The expected output is exactly the lines below, starting at the line with "[(130, 220), (440, 26), (337, 224), (193, 147)]" and ending at the line with "In this exercise you will point out the concrete patio", both included; no other line belongs in it.
Start of Block
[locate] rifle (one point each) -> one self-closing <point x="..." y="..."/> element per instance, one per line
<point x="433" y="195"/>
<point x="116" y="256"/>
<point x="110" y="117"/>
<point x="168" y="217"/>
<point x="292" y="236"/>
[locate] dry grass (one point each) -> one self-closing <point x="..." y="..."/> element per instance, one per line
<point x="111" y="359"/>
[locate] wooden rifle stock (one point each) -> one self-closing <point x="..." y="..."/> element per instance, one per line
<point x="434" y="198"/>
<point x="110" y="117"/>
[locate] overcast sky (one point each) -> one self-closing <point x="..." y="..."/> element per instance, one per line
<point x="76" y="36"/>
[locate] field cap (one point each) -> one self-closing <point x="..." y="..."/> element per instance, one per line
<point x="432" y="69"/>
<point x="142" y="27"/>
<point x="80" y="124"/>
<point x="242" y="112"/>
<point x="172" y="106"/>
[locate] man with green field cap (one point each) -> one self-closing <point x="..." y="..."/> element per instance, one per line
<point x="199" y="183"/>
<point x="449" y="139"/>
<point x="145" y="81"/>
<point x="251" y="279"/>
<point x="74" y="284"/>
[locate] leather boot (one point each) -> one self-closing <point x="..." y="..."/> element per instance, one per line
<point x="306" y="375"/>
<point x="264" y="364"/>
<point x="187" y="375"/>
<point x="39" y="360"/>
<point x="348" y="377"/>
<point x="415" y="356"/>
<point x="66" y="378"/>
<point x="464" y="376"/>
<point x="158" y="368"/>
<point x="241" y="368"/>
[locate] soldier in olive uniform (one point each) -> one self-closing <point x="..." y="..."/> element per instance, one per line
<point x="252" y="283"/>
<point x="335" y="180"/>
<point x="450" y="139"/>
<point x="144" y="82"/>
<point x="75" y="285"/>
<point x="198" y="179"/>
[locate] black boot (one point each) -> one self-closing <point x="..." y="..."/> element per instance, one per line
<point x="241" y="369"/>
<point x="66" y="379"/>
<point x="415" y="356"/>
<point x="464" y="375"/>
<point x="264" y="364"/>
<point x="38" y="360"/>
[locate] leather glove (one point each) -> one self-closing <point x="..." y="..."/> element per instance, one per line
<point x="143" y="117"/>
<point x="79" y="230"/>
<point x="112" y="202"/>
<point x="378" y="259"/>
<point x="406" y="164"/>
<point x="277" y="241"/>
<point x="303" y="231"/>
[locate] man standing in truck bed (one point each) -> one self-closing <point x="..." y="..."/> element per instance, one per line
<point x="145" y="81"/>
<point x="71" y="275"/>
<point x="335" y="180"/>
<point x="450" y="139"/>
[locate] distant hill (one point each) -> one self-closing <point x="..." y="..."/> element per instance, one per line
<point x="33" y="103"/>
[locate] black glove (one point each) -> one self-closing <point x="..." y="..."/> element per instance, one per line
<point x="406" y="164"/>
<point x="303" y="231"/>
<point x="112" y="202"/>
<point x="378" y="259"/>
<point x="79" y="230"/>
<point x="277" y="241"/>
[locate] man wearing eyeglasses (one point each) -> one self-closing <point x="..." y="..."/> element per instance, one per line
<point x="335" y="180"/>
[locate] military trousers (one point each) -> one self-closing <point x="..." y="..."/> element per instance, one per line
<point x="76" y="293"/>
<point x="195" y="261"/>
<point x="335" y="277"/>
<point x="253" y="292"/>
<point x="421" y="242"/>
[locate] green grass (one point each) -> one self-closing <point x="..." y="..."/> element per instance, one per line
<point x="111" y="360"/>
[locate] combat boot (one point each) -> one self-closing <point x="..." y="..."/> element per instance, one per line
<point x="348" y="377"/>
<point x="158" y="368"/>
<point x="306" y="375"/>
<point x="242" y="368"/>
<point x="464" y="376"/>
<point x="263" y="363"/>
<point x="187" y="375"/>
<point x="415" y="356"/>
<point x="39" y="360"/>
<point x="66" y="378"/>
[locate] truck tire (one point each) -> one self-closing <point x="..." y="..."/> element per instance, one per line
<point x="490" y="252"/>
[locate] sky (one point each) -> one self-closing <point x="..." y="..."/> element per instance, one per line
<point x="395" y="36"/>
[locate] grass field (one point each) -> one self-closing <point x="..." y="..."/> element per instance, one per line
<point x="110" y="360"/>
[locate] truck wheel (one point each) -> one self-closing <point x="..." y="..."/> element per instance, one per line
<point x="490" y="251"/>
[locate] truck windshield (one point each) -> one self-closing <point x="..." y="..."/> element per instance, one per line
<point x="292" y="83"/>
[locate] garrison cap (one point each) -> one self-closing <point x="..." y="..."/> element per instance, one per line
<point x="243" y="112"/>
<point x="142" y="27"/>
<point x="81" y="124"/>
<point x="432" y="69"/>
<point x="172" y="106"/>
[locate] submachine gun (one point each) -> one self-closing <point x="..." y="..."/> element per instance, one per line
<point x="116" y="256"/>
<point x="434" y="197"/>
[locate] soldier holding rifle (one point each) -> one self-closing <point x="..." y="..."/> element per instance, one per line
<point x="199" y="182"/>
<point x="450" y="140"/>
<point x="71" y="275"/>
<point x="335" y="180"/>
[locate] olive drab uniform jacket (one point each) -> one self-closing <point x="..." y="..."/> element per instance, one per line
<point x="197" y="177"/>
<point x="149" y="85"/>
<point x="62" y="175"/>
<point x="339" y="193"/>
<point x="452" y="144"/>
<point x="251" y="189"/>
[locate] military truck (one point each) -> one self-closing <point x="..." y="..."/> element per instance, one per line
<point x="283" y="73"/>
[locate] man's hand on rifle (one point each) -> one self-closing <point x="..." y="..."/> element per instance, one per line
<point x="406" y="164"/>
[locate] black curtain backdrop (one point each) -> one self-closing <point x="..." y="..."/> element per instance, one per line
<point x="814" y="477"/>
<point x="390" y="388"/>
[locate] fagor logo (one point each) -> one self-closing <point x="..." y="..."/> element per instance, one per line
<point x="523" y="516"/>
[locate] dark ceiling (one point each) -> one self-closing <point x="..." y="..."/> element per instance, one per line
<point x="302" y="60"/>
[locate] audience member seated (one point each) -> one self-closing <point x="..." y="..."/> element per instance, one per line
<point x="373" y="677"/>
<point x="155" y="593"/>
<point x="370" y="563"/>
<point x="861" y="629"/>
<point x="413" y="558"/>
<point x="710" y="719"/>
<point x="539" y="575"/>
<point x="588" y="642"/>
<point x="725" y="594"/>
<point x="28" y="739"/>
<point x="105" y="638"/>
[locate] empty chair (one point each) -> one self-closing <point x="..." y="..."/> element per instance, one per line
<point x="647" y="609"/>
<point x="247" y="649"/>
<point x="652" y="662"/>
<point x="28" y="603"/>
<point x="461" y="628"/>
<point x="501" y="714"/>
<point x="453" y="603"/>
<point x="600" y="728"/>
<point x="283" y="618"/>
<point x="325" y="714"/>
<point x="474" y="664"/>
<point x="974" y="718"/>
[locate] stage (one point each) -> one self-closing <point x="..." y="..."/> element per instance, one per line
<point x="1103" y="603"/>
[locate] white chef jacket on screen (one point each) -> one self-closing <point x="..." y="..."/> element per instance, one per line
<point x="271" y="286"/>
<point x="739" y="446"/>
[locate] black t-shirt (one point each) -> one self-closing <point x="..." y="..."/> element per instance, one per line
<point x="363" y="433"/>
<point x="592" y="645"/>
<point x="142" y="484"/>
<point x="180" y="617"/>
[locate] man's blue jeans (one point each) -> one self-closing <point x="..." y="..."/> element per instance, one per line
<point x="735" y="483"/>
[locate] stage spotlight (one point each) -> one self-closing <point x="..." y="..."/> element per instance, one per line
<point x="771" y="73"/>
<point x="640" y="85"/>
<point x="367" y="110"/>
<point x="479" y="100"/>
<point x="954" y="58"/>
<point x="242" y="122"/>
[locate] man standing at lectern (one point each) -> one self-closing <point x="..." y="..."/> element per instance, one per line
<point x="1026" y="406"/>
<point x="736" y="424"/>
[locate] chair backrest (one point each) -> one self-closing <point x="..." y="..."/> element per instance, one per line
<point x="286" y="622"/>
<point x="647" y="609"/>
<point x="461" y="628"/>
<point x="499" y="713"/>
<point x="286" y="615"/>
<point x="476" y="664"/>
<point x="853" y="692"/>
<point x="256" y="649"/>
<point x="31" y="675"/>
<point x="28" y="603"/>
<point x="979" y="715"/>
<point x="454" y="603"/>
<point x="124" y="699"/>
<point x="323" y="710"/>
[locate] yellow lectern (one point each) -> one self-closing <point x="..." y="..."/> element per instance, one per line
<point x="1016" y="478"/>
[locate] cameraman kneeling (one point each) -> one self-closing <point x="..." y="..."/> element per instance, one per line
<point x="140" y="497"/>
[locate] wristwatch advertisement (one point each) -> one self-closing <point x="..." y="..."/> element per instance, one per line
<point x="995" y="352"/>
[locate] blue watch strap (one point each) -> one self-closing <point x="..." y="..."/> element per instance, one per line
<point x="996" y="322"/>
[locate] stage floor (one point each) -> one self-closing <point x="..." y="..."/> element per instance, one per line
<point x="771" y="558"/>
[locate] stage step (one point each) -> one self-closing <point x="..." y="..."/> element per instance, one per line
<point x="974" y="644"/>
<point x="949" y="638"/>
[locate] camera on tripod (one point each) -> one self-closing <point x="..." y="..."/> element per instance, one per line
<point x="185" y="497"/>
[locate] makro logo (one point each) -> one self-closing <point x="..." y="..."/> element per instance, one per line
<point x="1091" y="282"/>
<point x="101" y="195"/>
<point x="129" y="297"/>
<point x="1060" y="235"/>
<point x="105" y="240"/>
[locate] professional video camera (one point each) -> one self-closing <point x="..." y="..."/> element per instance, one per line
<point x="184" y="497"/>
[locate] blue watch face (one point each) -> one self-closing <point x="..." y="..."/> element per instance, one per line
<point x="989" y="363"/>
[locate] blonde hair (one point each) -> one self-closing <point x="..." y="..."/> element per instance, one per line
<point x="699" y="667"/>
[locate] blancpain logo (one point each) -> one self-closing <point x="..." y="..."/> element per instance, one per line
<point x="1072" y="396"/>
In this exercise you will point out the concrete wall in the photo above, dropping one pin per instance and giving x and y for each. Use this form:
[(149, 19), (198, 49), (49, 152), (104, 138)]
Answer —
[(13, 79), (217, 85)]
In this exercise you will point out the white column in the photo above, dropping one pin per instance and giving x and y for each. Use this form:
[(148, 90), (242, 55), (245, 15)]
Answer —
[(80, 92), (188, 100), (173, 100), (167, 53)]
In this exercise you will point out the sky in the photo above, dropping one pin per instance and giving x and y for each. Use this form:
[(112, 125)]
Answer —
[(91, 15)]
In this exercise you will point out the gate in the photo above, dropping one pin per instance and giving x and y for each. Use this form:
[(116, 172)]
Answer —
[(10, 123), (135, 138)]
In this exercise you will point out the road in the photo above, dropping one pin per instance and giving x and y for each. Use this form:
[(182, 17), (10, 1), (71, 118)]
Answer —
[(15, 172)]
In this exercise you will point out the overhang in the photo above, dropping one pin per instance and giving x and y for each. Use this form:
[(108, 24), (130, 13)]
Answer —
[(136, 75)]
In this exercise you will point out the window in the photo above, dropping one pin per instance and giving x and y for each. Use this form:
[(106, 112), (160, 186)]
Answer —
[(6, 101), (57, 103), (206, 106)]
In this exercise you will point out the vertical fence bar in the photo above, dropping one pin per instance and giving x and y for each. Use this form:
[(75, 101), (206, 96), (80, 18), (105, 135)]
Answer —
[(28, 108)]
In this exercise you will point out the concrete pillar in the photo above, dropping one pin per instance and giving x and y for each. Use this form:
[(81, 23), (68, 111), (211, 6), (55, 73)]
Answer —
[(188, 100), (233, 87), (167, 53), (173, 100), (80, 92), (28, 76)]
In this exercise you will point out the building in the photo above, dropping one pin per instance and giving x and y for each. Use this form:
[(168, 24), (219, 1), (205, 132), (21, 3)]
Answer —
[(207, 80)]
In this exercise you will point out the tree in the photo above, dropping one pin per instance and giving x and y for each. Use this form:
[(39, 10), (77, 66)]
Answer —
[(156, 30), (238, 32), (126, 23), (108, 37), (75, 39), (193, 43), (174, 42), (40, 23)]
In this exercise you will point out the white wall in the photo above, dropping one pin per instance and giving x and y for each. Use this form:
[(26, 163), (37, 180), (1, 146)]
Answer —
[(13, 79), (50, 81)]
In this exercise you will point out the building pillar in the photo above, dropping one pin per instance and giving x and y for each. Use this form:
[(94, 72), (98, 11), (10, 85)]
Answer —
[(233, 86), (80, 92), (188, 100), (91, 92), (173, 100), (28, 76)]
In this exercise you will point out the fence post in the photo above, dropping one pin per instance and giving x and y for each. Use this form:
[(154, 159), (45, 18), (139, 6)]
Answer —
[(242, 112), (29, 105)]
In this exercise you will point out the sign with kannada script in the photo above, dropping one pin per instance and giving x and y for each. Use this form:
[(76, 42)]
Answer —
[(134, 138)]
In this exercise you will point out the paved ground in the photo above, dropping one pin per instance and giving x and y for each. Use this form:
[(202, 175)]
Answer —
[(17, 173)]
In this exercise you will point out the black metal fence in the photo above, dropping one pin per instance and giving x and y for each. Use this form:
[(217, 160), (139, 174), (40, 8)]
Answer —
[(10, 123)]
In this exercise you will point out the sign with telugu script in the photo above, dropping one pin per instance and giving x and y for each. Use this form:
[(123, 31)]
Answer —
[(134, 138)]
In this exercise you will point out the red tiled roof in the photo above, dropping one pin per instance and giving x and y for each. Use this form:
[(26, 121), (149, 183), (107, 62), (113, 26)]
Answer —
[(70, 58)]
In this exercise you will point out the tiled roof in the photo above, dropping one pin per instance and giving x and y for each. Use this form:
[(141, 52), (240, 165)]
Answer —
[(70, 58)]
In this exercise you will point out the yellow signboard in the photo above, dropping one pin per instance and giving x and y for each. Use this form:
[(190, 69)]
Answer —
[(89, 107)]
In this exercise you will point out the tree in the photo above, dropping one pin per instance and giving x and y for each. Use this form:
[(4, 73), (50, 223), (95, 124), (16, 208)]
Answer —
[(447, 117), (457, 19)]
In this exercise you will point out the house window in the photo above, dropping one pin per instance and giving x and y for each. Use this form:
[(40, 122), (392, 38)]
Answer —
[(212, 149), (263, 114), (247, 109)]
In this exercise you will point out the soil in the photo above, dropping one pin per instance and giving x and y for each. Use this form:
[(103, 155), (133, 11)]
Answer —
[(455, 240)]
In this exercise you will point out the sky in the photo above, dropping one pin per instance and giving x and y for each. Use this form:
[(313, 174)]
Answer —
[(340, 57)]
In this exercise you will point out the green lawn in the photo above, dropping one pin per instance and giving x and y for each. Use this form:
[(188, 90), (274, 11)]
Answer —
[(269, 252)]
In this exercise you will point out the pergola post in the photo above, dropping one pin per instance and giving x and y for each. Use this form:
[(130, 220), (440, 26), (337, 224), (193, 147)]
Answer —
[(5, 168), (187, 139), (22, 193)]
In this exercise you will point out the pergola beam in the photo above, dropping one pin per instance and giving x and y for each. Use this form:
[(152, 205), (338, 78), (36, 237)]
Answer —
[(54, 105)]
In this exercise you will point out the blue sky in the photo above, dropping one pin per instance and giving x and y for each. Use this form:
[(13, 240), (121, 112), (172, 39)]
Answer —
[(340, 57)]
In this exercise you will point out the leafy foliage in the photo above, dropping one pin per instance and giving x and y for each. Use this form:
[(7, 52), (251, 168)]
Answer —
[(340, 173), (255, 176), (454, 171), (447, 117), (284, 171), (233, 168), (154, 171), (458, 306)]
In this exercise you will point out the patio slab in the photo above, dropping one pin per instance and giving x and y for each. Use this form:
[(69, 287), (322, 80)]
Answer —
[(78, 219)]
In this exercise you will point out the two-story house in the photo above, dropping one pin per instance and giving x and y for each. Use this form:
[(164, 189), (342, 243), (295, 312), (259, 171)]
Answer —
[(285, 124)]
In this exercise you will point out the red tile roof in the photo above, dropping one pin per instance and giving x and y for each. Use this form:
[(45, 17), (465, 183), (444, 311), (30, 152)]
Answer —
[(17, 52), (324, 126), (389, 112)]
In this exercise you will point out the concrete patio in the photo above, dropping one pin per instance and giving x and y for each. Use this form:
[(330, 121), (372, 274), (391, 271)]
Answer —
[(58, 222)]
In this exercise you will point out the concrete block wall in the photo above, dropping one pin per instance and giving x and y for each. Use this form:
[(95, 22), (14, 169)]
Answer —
End of Block
▸ **SOLUTION FOR THIS TASK**
[(130, 220), (440, 26), (337, 224), (193, 147)]
Answer —
[(5, 168), (187, 139), (22, 193)]
In this exercise you will point out the pergola beam in the photo above, dropping one pin per instance and giving x and y for each. Use this form:
[(152, 205), (338, 78), (36, 237)]
Answer —
[(54, 105)]
In this exercise you will point out the blue sky in the photo above, dropping one pin per instance and giving x and y for each. Use this form:
[(13, 240), (121, 112), (172, 39)]
Answer —
[(340, 57)]
In this exercise you will point out the leafy foliage in the photo above, dropping one pin per instance and giving x and y for each. Use this form:
[(7, 52), (251, 168)]
Answer —
[(340, 173), (255, 176), (454, 171), (447, 117), (284, 171), (233, 168), (154, 171), (458, 306)]
In this exercise you will point out the patio slab in the photo above, dropping one pin per instance and giving x and y for each. Use this form:
[(69, 287), (322, 80)]
Answer —
[(78, 219)]
In this exercise you will point out the two-story house in the photo above, dropping one pin per instance and giving x and y for each. Use this form:
[(164, 189), (342, 243), (295, 312), (259, 171)]
Answer —
[(285, 124)]
In this exercise you will point out the red tile roof in the photo above, dropping one pin per instance and giving x and y for each. Use this form:
[(45, 17), (465, 183), (444, 311), (30, 152)]
Answer —
[(17, 52), (324, 126), (389, 112)]
In this exercise you will point out the concrete patio in the photo above, dropping one pin per instance and giving x and y for each. Use this form:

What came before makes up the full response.